(What to work on):
Retype the listing below word for word, from the line with "For every instance of the sky" to the line with "For every instance of the grass", including both of those lines.

(Task input):
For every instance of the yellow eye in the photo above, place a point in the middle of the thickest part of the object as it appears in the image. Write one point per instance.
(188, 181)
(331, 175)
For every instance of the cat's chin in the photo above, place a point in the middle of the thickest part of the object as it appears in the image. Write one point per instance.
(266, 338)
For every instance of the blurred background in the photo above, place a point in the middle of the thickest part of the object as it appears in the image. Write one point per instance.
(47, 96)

--

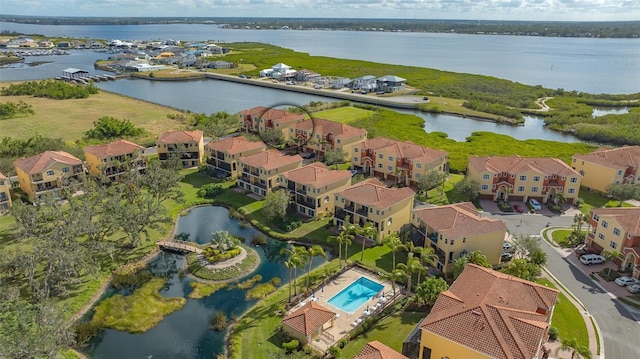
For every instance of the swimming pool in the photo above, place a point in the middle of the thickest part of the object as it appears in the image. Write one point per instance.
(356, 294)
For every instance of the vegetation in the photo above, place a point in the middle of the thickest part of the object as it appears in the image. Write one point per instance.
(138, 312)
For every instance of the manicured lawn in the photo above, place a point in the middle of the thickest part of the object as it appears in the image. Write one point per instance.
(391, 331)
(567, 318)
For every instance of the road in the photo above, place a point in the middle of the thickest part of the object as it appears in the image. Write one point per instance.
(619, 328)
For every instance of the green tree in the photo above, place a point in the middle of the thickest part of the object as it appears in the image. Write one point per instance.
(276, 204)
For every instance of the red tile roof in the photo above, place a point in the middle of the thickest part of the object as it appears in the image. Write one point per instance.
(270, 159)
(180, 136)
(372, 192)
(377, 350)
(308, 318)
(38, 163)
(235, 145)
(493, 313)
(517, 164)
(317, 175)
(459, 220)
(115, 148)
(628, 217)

---

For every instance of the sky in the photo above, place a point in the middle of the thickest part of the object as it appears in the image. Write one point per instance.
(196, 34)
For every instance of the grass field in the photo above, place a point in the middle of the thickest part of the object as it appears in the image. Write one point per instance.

(Solved problem):
For every instance of the sky in the photo above, place a point in the middle of the thickest part of the object as it appears in the image. Write one point per instance.
(196, 34)
For every instance of the grass field in the photo above, place a point in the middle of the thickest part of the object as it appears in the image. Write one point per instance.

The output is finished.